PAGE TEXT ▸
○ ○ ○ ○ ○ ○ ○
Order Service --> Orders DB (PostgreSQL)
Product Service --> Products DB (MongoDB)
Search Service --> Search Index (Elasticsearch)
Benefits: Independent schema evolution, technology choice per service, no shared-database coupling.
Challenge: Cross-service queries and distributed transactions.
Saga Pattern
Manage distributed transactions as a sequence of local transactions with compensating actions.
Choreography (event-based):
Order Service: CreateOrder --> emit OrderCreated
Payment Service: hears OrderCreated --> charge payment --> emit PaymentCompleted
Inventory Service: hears PaymentCompleted --> reserve stock --> emit StockReserved
Order Service: hears StockReserved --> confirm order
On failure at any step: each service listens for failure events and runs compensation
(e.g., PaymentFailed --> refund payment, release stock)
Orchestration (coordinator-based):
Saga Orchestrator:
1. Tell Order Service: create order
2. Tell Payment Service: charge payment
3. Tell Inventory Service: reserve stock
On failure: send compensating commands in reverse order
- Choreography: simpler for few steps, harder to trace as complexity grows
- Orchestration: explicit flow control, easier to reason about, single point to monitor
Eventual Consistency
In a microservices system, strong consistency across services is impractical. Accept that:
- Data will be temporarily inconsistent between services
- Design UIs to handle in-progress states gracefully
- Use idempotent operations to safely retry
- Implement read-your-writes consistency where user experience demands it
Circuit Breaker Pattern
Prevent cascading failures when a downstream service is unhealthy.
States:
CLOSED (normal) --failures exceed threshold--> OPEN (failing fast)
OPEN --timeout expires--> HALF-OPEN (testing)
HALF-OPEN --success--> CLOSED
HALF-OPEN --failure--> OPEN
Implementation concerns:
Retry with exponential backoff:
import time
def call_with_retry(func, max_retries=3, base_delay=1.0):
for attempt in range(max_retries):
try:
return func()
except TransientError:
if attempt == max_retries - 1:
raise
delay = base_delay * (2 ** attempt) # 1s, 2s, 4s
time.sleep(delay)
Timeout: Set timeouts on every external call. A missing timeout is a latency leak. Calculate cascading timeouts so upstream timeouts are longer than downstream.
Fallback strategies:
- Return cached data (stale but available)
- Return a default/degraded response
- Queue the request for later processing
- Return an error with clear guidance
Libraries: Resilience4j (Java), Polly (.NET), Hystrix (legacy), custom implementations.
○ ○ ○ ○ ○ ○ ○
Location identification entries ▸
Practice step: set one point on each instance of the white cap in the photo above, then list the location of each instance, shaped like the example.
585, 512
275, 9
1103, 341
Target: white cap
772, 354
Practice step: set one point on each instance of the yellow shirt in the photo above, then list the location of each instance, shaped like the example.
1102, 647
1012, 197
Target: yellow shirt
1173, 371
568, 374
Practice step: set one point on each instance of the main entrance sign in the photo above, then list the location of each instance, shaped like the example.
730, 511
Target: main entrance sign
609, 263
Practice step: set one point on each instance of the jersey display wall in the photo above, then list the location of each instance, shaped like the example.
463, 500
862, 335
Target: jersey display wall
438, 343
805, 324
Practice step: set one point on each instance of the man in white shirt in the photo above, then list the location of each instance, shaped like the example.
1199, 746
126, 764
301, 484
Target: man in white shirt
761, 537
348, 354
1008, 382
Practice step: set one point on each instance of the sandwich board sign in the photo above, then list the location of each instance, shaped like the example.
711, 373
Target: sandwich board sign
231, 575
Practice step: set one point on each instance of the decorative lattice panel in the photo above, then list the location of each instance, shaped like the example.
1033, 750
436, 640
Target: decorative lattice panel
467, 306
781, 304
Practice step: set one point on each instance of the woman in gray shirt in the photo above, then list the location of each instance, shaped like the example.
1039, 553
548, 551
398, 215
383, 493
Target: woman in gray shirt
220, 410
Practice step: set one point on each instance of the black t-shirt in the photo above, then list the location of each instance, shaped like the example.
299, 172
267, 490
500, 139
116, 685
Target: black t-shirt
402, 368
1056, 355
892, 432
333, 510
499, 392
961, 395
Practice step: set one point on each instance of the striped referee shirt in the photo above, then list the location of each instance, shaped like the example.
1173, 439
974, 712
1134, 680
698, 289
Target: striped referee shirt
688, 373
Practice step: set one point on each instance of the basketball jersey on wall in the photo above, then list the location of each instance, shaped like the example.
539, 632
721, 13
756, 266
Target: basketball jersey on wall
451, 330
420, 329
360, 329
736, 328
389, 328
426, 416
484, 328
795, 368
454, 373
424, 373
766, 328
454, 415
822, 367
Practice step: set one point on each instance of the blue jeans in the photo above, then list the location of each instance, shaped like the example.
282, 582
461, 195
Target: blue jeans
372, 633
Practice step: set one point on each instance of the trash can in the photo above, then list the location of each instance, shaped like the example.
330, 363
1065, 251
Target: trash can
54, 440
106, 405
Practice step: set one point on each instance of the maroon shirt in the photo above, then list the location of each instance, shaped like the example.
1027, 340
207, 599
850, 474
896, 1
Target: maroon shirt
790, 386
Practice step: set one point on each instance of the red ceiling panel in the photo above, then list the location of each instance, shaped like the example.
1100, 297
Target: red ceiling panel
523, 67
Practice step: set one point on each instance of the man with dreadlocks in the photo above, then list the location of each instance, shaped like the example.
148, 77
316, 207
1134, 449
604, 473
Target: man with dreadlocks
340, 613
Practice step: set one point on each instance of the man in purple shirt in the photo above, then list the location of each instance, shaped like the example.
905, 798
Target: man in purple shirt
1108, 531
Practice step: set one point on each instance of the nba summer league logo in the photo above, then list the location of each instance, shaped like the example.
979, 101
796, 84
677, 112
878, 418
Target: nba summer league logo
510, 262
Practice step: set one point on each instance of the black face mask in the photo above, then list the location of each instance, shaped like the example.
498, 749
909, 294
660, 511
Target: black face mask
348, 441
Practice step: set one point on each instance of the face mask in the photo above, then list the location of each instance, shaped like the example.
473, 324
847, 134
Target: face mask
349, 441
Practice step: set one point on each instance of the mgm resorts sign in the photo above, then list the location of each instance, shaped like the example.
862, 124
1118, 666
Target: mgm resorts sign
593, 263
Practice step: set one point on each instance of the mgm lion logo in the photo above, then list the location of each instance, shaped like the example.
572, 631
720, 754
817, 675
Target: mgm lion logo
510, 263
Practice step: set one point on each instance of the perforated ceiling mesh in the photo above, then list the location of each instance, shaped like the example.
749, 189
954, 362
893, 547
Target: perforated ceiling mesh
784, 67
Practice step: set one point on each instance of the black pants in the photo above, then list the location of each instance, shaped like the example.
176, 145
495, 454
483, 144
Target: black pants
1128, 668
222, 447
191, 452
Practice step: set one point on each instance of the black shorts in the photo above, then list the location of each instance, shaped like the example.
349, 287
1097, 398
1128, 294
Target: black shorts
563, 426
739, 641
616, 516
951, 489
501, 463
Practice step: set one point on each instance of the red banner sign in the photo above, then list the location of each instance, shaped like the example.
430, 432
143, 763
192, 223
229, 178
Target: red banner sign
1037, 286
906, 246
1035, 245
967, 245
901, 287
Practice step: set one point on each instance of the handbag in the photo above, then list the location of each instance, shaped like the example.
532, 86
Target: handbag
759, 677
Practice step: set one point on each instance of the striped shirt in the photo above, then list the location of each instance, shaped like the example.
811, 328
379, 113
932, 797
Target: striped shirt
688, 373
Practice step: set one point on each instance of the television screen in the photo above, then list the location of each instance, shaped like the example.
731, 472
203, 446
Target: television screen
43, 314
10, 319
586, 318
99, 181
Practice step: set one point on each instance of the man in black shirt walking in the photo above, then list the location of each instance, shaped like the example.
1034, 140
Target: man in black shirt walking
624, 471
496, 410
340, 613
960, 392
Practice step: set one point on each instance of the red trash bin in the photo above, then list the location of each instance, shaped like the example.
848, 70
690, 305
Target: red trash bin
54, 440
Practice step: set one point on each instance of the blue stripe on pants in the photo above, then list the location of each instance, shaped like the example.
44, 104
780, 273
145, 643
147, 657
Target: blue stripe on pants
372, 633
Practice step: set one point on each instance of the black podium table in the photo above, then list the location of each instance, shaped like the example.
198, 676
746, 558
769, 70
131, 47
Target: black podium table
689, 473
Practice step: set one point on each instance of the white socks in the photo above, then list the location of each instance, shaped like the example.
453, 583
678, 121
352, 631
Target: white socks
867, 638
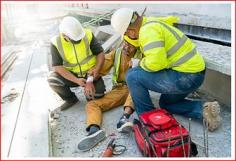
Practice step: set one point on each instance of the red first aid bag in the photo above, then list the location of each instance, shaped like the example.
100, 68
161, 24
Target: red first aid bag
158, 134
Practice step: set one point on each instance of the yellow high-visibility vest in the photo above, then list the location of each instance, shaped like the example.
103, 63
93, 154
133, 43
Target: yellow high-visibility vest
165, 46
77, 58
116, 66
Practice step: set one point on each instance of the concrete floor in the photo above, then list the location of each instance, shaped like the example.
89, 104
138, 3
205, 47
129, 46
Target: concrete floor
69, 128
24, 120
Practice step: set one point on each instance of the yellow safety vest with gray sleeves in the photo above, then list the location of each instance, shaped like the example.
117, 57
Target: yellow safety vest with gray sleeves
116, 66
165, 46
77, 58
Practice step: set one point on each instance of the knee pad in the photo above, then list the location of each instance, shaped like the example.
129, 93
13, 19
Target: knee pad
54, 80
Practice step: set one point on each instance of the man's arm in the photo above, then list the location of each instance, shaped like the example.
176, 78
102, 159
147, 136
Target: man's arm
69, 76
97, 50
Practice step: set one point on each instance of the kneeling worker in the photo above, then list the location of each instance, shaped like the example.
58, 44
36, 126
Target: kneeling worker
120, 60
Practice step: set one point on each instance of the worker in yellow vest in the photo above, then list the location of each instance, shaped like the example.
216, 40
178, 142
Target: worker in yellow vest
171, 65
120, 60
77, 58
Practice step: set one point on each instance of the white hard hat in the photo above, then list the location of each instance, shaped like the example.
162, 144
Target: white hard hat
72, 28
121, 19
○ ○ ○ ○ ○ ○ ○
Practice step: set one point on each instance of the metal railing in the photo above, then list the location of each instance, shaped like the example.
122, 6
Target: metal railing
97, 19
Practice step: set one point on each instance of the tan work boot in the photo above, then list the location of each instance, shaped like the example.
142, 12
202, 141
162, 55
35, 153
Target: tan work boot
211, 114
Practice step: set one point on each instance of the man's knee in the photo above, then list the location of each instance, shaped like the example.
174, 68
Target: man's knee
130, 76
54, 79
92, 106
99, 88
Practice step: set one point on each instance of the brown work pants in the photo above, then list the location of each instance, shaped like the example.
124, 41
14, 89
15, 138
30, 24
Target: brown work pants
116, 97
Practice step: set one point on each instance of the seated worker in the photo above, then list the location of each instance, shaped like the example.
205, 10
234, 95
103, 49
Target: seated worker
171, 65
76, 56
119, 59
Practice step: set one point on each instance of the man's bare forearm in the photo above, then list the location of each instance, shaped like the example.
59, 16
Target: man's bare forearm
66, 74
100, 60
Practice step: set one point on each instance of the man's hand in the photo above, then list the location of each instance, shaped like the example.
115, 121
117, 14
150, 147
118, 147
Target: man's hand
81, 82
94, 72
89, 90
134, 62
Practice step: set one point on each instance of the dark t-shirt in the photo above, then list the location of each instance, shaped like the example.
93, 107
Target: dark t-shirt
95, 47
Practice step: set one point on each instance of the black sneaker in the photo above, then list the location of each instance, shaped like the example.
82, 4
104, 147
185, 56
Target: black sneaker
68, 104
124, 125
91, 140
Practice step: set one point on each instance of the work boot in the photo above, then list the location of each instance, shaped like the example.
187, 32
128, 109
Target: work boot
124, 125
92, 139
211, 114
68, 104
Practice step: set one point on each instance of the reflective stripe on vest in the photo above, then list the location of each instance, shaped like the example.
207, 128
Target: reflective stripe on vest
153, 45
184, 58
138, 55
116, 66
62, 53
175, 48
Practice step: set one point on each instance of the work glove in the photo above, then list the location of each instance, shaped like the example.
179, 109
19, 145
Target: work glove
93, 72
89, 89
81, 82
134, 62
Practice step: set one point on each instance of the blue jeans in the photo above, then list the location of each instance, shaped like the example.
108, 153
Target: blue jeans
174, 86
○ ○ ○ ○ ○ ○ ○
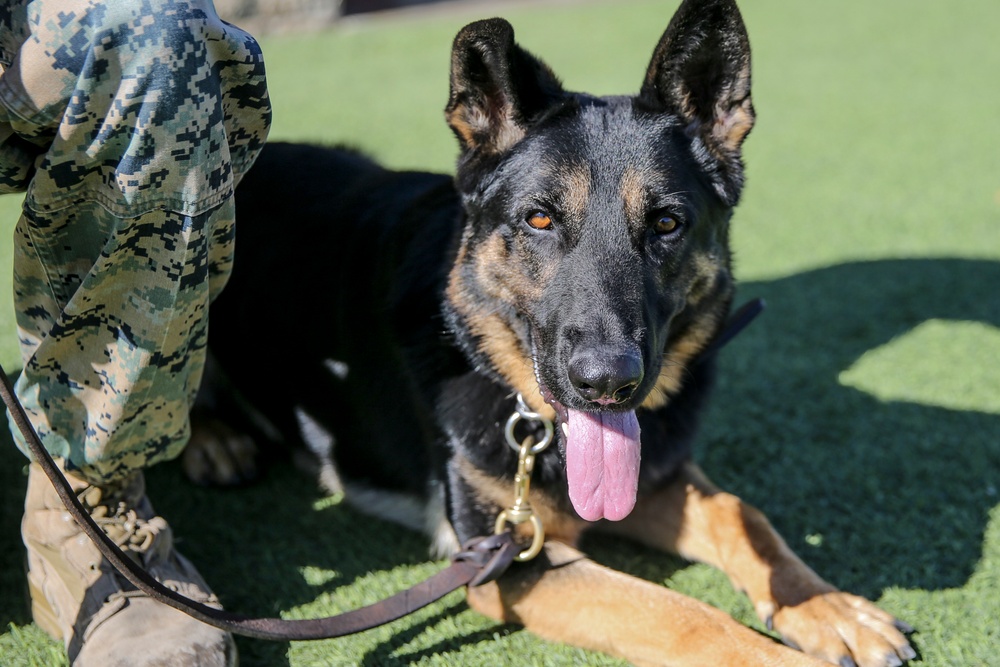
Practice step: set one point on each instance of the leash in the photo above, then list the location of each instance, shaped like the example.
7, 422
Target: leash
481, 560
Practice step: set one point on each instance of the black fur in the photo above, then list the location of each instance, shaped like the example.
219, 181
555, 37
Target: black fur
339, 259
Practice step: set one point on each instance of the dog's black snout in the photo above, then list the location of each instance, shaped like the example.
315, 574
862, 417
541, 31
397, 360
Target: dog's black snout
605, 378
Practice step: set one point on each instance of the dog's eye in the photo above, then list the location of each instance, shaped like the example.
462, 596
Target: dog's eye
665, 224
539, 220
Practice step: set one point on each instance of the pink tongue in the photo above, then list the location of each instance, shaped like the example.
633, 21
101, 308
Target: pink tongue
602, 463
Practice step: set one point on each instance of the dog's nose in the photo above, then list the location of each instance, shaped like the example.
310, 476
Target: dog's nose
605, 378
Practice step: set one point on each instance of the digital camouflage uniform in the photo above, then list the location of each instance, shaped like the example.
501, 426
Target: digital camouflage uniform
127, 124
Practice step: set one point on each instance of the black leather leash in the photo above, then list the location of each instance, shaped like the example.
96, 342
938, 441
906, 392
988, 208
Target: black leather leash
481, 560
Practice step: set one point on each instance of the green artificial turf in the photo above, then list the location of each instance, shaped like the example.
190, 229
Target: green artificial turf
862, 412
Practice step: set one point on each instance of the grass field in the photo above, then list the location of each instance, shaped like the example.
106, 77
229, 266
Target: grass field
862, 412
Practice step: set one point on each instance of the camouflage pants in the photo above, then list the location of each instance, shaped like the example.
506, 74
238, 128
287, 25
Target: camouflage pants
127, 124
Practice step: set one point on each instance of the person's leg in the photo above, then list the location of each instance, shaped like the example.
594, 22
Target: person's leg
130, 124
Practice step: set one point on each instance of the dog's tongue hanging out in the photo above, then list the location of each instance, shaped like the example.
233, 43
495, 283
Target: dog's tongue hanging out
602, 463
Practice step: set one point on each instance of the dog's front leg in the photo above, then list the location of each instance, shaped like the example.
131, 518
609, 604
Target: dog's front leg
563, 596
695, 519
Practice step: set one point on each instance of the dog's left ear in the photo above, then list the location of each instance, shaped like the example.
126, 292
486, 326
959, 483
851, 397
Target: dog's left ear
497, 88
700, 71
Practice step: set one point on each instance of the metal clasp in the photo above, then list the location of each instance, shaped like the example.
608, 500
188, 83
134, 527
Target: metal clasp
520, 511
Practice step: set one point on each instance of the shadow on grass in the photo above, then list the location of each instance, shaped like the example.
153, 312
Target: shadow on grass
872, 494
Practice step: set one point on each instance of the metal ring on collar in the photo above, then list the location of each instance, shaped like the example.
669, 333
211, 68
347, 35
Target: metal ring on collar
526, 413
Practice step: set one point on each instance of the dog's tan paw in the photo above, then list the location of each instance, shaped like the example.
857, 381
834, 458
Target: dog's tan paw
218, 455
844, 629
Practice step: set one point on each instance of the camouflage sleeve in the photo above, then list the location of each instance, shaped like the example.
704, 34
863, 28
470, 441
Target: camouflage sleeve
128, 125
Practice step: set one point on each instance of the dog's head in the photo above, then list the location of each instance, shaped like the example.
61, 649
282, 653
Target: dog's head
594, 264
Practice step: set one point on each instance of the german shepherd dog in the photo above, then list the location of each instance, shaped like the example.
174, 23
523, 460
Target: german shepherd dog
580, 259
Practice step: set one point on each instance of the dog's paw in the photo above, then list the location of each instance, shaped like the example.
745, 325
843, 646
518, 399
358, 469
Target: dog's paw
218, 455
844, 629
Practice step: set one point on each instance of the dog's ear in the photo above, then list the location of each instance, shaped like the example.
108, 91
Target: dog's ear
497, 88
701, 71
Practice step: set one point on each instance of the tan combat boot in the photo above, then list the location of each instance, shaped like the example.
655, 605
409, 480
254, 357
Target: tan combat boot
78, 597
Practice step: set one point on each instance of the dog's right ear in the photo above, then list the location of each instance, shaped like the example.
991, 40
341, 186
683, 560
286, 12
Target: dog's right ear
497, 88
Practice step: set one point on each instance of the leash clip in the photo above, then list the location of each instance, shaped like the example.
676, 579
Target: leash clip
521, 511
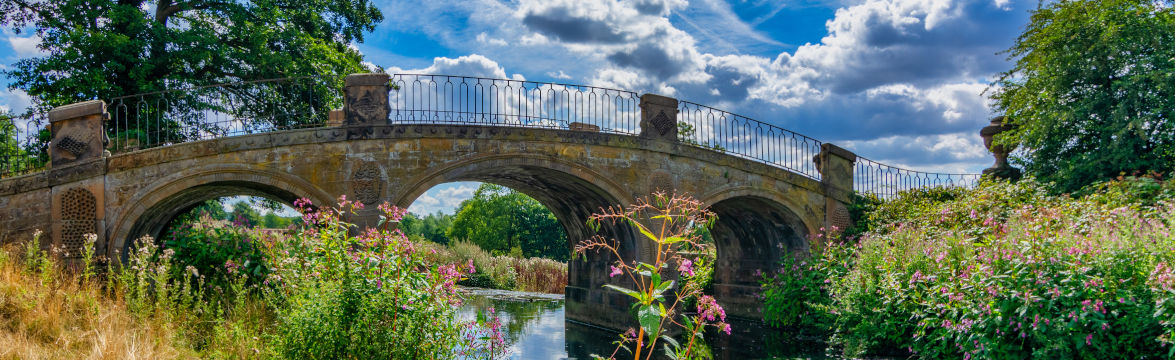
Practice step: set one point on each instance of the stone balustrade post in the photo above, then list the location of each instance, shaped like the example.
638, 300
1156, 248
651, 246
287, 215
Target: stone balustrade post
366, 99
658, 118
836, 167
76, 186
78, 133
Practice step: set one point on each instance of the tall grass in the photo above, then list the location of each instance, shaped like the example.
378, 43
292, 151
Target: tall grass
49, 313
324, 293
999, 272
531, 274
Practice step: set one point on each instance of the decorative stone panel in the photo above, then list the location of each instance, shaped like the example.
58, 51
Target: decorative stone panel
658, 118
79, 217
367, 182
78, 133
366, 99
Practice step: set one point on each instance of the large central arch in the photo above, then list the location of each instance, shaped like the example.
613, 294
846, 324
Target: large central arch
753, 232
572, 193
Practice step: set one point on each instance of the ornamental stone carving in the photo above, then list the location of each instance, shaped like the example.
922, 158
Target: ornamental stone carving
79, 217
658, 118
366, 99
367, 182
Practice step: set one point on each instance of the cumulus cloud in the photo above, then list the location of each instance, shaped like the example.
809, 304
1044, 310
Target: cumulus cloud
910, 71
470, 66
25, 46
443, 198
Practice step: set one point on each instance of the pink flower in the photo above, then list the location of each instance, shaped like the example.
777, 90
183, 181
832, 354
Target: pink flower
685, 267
○ ○ ○ ○ ○ ○ ○
LIST OF TASKS ▸
- 1) List the fallback strategies named in the microservices page.
- 2) Decide whether each statement below agrees with the microservices page, answering yes or no and quoting the words that settle it: (a) In orchestration, compensating commands are sent in reverse order when a step fails. (b) The Search Service keeps its data in MongoDB. (c) A circuit breaker in the HALF-OPEN state returns to CLOSED after a failure.
- 3) Reproduce everything in the microservices page from "Saga Pattern" down to "payment, release stock)".

SOLUTIONS TO THE PROBLEMS ▸
- 1)
- Return cached data (stale but available)
- Return a default/degraded response
- Queue the request for later processing
- Return an error with clear guidance

- 2)
(a) Yes: "On failure: send compensating commands in reverse order"
(b) No: "Search Service --> Search Index (Elasticsearch)"
(c) No: "HALF-OPEN --failure--> OPEN"

- 3)
Saga Pattern
Manage distributed transactions as a sequence of local transactions with compensating actions.
Choreography (event-based):
Order Service: CreateOrder --> emit OrderCreated
Payment Service: hears OrderCreated --> charge payment --> emit PaymentCompleted
Inventory Service: hears PaymentCompleted --> reserve stock --> emit StockReserved
Order Service: hears StockReserved --> confirm order
On failure at any step: each service listens for failure events and runs compensation
(e.g., PaymentFailed --> refund payment, release stock)